Objective: Output the entries from the line with "like [(91, 28)]." up to and including the line with "[(107, 58), (32, 48)]" as a two-column CSV with the headers entry_text and answer. Give one row per entry, with each value in a single quoted field and line breaks replaced by spaces.

Records:
+++++

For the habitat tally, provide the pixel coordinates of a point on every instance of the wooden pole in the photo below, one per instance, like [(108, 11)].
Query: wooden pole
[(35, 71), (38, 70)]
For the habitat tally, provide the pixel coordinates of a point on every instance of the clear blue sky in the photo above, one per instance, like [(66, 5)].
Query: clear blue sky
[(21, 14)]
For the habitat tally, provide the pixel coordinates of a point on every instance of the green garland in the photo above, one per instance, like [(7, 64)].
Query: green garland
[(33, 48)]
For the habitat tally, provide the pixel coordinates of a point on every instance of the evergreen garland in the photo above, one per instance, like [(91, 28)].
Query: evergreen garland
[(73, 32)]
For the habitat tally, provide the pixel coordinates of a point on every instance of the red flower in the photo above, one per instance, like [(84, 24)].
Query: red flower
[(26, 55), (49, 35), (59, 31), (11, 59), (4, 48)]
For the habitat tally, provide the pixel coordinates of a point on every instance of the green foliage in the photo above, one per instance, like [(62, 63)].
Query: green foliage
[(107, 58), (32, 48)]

+++++

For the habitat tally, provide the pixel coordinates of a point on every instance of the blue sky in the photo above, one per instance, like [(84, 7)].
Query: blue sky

+++++

Answer for the task:
entry_text,answer
"For the habitat tally, provide the pixel coordinates of a point on every instance of the evergreen garland in the photo above, one per instance, like [(91, 28)]. Query: evergreen garland","[(73, 32)]"
"For the habitat tally, provide the pixel coordinates of a point on every instance of the red flower in the photo above, one per instance, like [(84, 24)]. Query: red flower","[(26, 55), (49, 35), (59, 31), (11, 59), (4, 48)]"
"For the habitat tally, provide the pixel coordinates of a point on every instance of the green foliage in the photo above, one per instance, like [(62, 63)]. Query: green foliage","[(107, 58), (32, 48)]"